Aim of the task >> Below is some material; set it all down exactly, apart from the pictures.

• • • •

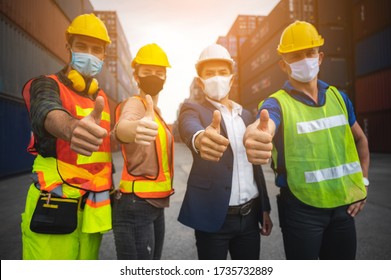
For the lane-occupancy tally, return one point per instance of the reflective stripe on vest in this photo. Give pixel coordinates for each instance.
(158, 187)
(322, 163)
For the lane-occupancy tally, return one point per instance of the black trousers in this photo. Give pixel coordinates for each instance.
(314, 233)
(239, 235)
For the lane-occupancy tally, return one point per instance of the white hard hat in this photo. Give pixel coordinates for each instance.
(214, 52)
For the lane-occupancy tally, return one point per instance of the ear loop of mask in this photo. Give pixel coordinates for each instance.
(80, 84)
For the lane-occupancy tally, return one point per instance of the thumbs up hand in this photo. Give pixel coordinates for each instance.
(87, 135)
(210, 143)
(147, 128)
(258, 139)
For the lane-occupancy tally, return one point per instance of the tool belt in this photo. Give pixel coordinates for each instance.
(55, 215)
(243, 209)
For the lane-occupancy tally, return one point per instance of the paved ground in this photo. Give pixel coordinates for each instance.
(373, 224)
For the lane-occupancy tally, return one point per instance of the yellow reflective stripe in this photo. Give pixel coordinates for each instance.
(145, 186)
(96, 157)
(83, 112)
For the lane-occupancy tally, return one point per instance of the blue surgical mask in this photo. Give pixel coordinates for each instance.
(86, 64)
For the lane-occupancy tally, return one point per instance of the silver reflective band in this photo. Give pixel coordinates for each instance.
(332, 173)
(320, 124)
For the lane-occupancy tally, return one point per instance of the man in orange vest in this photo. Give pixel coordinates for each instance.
(148, 152)
(68, 205)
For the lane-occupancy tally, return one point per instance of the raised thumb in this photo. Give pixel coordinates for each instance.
(216, 120)
(149, 110)
(98, 109)
(264, 121)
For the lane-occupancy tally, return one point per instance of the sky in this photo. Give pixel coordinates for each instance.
(183, 28)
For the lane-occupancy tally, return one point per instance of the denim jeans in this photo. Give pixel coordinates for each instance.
(315, 233)
(138, 228)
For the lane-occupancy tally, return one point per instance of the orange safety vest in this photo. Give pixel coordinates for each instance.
(161, 185)
(91, 173)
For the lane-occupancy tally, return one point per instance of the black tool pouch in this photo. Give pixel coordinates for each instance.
(54, 215)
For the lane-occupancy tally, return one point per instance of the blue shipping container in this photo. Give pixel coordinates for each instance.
(15, 134)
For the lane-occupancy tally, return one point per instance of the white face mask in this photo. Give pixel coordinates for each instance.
(217, 87)
(304, 70)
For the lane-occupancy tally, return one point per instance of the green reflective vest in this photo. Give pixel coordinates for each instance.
(322, 163)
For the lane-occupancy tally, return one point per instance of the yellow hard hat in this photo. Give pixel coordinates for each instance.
(151, 54)
(88, 25)
(298, 36)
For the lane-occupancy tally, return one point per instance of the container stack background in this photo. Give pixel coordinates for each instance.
(357, 58)
(372, 52)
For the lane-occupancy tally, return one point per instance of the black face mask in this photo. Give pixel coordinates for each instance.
(151, 84)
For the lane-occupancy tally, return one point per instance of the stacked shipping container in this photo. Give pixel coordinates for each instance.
(118, 56)
(372, 45)
(33, 43)
(241, 29)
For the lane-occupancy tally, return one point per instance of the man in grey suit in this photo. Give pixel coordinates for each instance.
(226, 199)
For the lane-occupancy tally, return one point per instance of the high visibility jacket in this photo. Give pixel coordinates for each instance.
(321, 160)
(158, 186)
(71, 175)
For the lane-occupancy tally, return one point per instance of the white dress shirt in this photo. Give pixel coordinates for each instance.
(244, 187)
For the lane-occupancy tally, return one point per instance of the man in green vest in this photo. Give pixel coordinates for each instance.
(319, 153)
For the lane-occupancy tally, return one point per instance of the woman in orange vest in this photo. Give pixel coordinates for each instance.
(147, 149)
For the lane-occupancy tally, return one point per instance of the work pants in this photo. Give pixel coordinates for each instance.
(239, 235)
(138, 228)
(73, 246)
(314, 233)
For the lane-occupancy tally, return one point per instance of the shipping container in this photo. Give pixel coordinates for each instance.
(244, 25)
(108, 83)
(15, 134)
(332, 12)
(369, 17)
(377, 127)
(262, 59)
(261, 86)
(336, 71)
(42, 20)
(284, 13)
(336, 40)
(373, 92)
(373, 53)
(74, 8)
(22, 58)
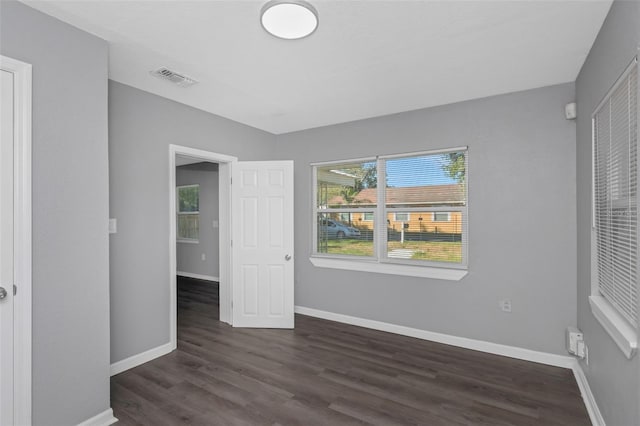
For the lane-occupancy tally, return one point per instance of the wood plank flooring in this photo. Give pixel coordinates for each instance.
(327, 373)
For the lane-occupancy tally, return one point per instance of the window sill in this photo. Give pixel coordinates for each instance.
(618, 328)
(389, 268)
(188, 241)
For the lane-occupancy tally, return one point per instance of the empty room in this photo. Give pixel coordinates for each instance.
(319, 212)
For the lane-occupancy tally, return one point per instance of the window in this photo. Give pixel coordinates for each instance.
(441, 217)
(393, 223)
(346, 217)
(401, 217)
(188, 212)
(615, 209)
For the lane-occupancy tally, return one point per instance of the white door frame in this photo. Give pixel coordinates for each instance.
(225, 164)
(22, 237)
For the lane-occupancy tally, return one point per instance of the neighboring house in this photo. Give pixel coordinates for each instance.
(414, 221)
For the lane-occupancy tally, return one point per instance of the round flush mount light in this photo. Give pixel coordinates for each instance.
(289, 19)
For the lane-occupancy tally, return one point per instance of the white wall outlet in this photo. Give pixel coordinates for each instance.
(574, 336)
(113, 226)
(505, 305)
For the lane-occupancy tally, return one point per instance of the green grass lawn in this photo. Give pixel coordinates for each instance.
(442, 251)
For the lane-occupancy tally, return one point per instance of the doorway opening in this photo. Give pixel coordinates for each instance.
(192, 235)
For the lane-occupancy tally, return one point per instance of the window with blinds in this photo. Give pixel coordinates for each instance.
(418, 217)
(615, 187)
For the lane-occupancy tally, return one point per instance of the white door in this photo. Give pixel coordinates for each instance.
(6, 249)
(262, 244)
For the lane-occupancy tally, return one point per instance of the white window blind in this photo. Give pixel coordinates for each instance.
(615, 169)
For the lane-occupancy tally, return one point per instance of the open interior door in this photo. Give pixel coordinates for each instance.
(6, 251)
(262, 244)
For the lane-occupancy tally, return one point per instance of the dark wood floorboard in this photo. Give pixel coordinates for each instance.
(327, 373)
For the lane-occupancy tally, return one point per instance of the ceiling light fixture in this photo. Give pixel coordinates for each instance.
(289, 19)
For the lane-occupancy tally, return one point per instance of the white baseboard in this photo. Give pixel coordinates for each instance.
(103, 419)
(141, 358)
(198, 276)
(463, 342)
(587, 395)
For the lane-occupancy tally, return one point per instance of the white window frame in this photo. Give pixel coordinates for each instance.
(364, 216)
(381, 263)
(624, 334)
(180, 213)
(395, 217)
(433, 217)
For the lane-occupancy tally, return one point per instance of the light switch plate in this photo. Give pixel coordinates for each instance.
(113, 226)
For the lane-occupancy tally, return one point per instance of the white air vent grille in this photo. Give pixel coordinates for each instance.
(173, 77)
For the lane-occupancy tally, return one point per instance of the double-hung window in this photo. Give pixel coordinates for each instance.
(614, 298)
(188, 213)
(408, 209)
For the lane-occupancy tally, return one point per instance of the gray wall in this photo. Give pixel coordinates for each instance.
(141, 127)
(612, 378)
(189, 255)
(70, 212)
(521, 214)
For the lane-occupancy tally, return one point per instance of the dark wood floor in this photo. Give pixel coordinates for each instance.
(326, 373)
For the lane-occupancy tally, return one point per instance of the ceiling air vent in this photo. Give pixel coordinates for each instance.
(173, 77)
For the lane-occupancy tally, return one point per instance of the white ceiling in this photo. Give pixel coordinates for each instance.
(367, 58)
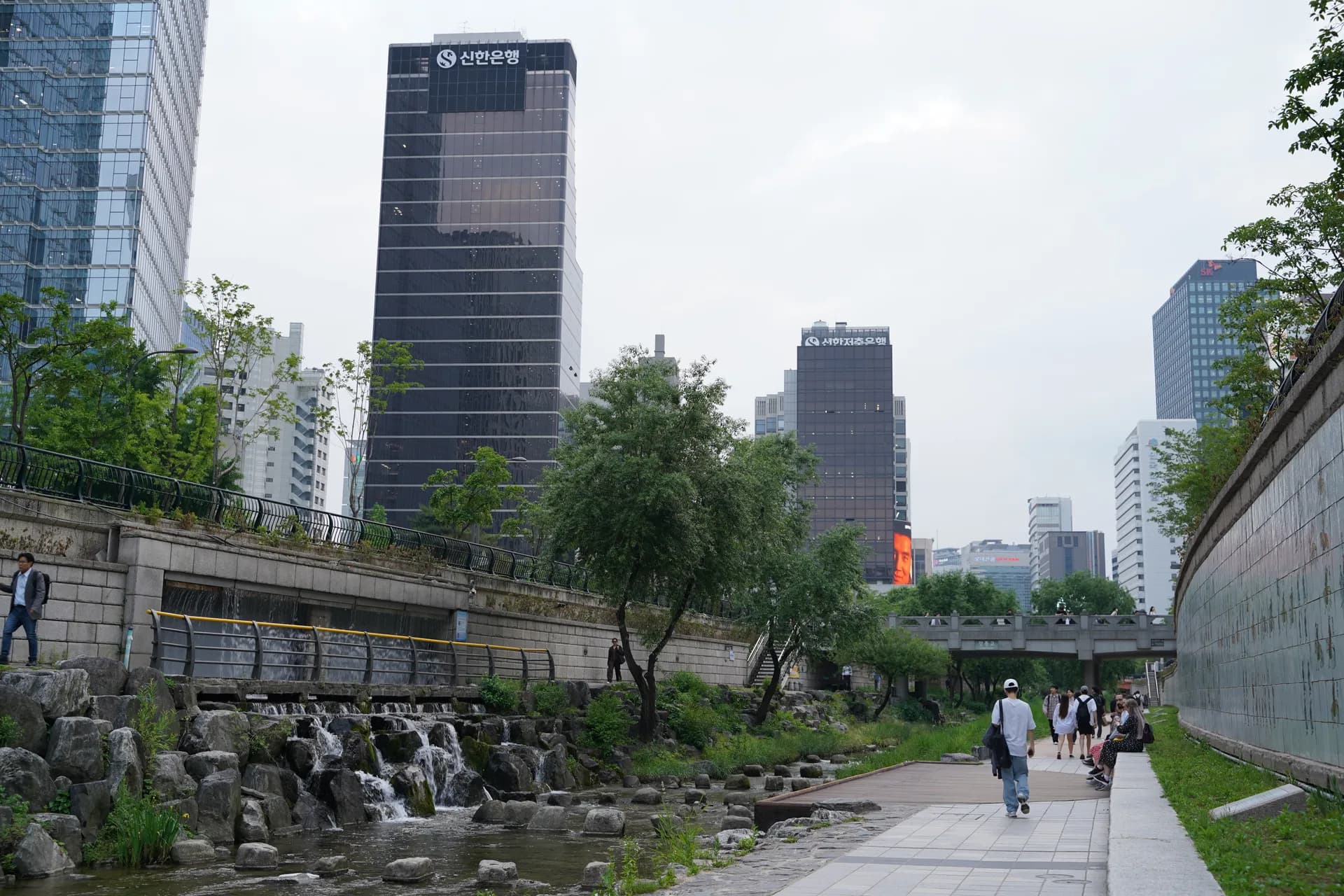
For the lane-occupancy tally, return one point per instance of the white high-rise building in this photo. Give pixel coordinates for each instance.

• • • •

Result for this exercise >>
For the lane-occupancy tally, return one point per instance of the reflective stripe on vest in this photo. Give pixel coordinates for each instance.
(158, 187)
(322, 163)
For the lane-occupancy tally, return one point per instance of the black trousers in this photo. Give pixel coordinates for each instance.
(314, 233)
(239, 235)
For the lane-occupancy tally, return one point per instance of the white hard hat in this photo. Give pixel coordinates for each instance.
(214, 52)
For the lane-occupancy tally, return one point per instance of the ear loop of mask in this photo. Give pixel coordinates for each instance.
(80, 84)
For the lane-occupancy tally, return one point per instance of the thumbs up hand in this photo. Give pixel coordinates for each instance.
(87, 135)
(210, 143)
(147, 128)
(258, 139)
For the lane-occupancy tally, return one point per instance of the tool belt in this photo. Give pixel coordinates for each instance.
(55, 215)
(243, 209)
For the lane-occupancy tally, return one point per instance of the paved ground in this photo. Give pixel coordinates for each instance.
(373, 224)
For the lane-occupancy tally, return one point per instance of the yellow reflective stripe in this photo. Give pixel coordinates for each instance.
(145, 186)
(96, 157)
(83, 112)
For the lane-occupancy tally, return one point per instance of the blue surgical mask in this photo. Give pixel coordinates for each instance.
(86, 64)
For the lane-occupancy tally, return one point per instance of the silver reflective band in this photo. Give pixel coordinates for each instance.
(332, 173)
(320, 124)
For the lane-occupancy tally, return one point per instance of the man in orange vest in this photo. Give pixel coordinates for each instance.
(148, 152)
(68, 205)
For the lane-occupancy tally, return one point per instance of the raised thumb in this photo. Give pixel coordinates for each instance.
(216, 120)
(149, 110)
(98, 109)
(264, 121)
For the lane-occupancy tally, return one point per instance of the sky in this photo. Give pixel coordinates for each instance.
(183, 28)
For the lane-occupancy tally, return one point per instance of the denim jeans in this photo. Give pixel coordinates for each instance.
(315, 233)
(138, 228)
For the lane-occupancy tally, return one point per instance of the orange safety vest in this photo. Give pixel coordinates for each instance.
(161, 185)
(91, 173)
For the lane-occupancy tally, return one point per instance of the black tool pouch in this photo. Give pixel coordinates for each instance.
(54, 215)
For the lane-occupancy tally, return one point per instance of the blue shipping container in this photo. Give pixel coordinates for each instance.
(15, 134)
For the lane-occupancy tally, return one point per instance of the white face mask in this photo. Give pixel coordinates for each instance.
(217, 87)
(304, 70)
For the lane-occupancy tally, return one point per instance of the green reflective vest in this photo. Give pixel coordinates for each instance.
(322, 163)
For the lane-occupancy tally, return one point per instance of the yellow hard hat in this photo. Give pixel coordinates for each instance.
(151, 54)
(88, 25)
(298, 36)
For the lane-occupancy tally, return one point per instance of the container stack background in this photo. Give pixel coordinates for each instance.
(357, 58)
(372, 52)
For the lane-occupancy tally, return one point per instance of the black face mask in this photo. Give pixel coordinates for each instance.
(151, 84)
For the lane-occupancy tally, return one point per instance of the stacked shipping container in this photo. Give pixel coordinates for each instance.
(118, 56)
(372, 45)
(33, 43)
(241, 29)
For the lane-occupancy tally, return one point per instance of the man in grey suit in this photo. Give pixel coordinates for each instance.
(226, 199)
For the lane-occupancy tally, return one point per instance of the high visibility jacket in this photo. Give pixel coordinates for each instance.
(321, 160)
(158, 186)
(71, 175)
For the lane-occupancy tally, return one point per instance of the white dress shirt in this photo. Give pixel coordinates for each instance.
(244, 187)
For the lane-occupancy tally, return one point per instance of the man in green vest in this photo. Give pixel coordinates for each instance.
(319, 153)
For the lane-occupancy tally, return one point per instance of the woman in orange vest in this photo. Give pixel coordinates for each instance.
(147, 149)
For the lane-occupancy tally, return one point per instance of the work pants in this photo. Give pixel coordinates for each instance.
(239, 235)
(138, 228)
(73, 246)
(314, 233)
For the lane-occupancy tally, return one point per instance of the shipping container in this photo. Give pixel coordinates for each instance.
(244, 25)
(108, 83)
(15, 134)
(332, 12)
(369, 17)
(377, 127)
(262, 59)
(261, 86)
(336, 71)
(42, 20)
(284, 13)
(336, 40)
(373, 92)
(373, 53)
(74, 8)
(22, 58)
For the lane-occupancy tally, return one point per instance of the wood plank flooring in this photo. Give pixel coordinates for each instance.
(327, 373)
For the lane-occupancy tally, return one point per instance of the window sill in this photo. Give pixel coordinates for each instance.
(618, 328)
(389, 268)
(188, 241)
For the lane-occupancy tally, return one point per instance of the empty room in this photo. Give pixel coordinates for each instance.
(319, 212)
For the lane-occupancy tally, return one point per instance of the window in this photo. Give pixel coordinates for each instance.
(441, 217)
(393, 223)
(346, 217)
(401, 217)
(188, 212)
(615, 209)
For the lane-occupancy tally, return one point per instance of the white door frame in this photo. Give pixel coordinates for each instance.
(225, 164)
(22, 237)
For the lane-occupancy tally, return one point per instance of the neighboring house in this photo. Give pixel coordinates for each instance.
(414, 221)
For the lane-occupancy tally, return one point per instance of the round flush mount light in this photo. Give pixel coordinates for each instance.
(289, 19)
For the lane-occupancy tally, return one point per instance of the white wall outlet in this photo. Give pixel coordinates for each instance.
(574, 336)
(113, 226)
(505, 305)
For the lane-occupancy tally, return one point per instance of the green grass lawn in this photo. Give pixel coordinates for each instance.
(442, 251)
For the lane-occupancy tally, return one point per instance of the doorway opening in this photo. Give pixel coordinates for each instance.
(192, 235)
For the lane-occupancy tally, return one point per instance of the window with blinds in this photo. Give pixel coordinates for each instance.
(418, 217)
(615, 187)
For the lane-occupancy tally, return one point per instance of the white door in this photo. Give pixel coordinates for each instance.
(6, 249)
(262, 244)
For the lane-occupancy tally, return one point per instance of the white window blind in this photo. Give pixel coordinates for each instance.
(615, 169)
For the lane-occupancy tally, return one point per instance of the open interior door in this photo. Give pixel coordinates for each instance.
(6, 251)
(262, 244)
For the lane-occupancy tally, return one point per instance of the dark wood floorboard in this photo. Give pixel coordinates for each instance.
(327, 373)
For the lane-occupancy tally, return one point per instance of the ceiling light fixture in this photo. Give pixel coordinates for each instance.
(289, 19)
For the lane-occupancy tally, return one point per instance of the white baseboard in this photo. Give pixel coordinates for each instance.
(103, 419)
(141, 358)
(198, 276)
(463, 342)
(587, 395)
For the lane-occupancy tally, return one point per instance of the white window frame in this photo. Give pixel coordinates for each instance.
(364, 216)
(381, 263)
(624, 334)
(180, 213)
(395, 217)
(433, 217)
For the lane-occupancy tally, return one point per instance of the light switch plate in this photo. Give pixel coordinates for each instance.
(113, 226)
For the lane-occupancy tally, return one point per instance of the white air vent grille in this photo. Give pixel coordinates for each instance.
(173, 77)
For the lane-occupancy tally, return one point per instance of the double-hung window in this photo. Give pixel coordinates for each instance.
(614, 298)
(188, 213)
(408, 209)
For the lane-occupancy tally, return one point per instance of the gray wall in this photo. Give pixel coordinates for each instance.
(141, 127)
(612, 378)
(189, 255)
(70, 212)
(521, 214)
For the lane-occupancy tally, return one point per instance of the dark wood floor in this photo. Give pixel coordinates for each instance.
(326, 373)
For the lane-occupancy tally, return one point per instance of the ceiling air vent in this photo. Give pixel coordinates for each instance.
(173, 77)
For the lane-occupancy tally, return one point per instance of the white ceiling in this photo. Give pixel coordinates for each instance.
(367, 58)
For the lane-occupancy tally, return one point per instance of the white high-rise building in this photo. Give pixel coordinates for each instance.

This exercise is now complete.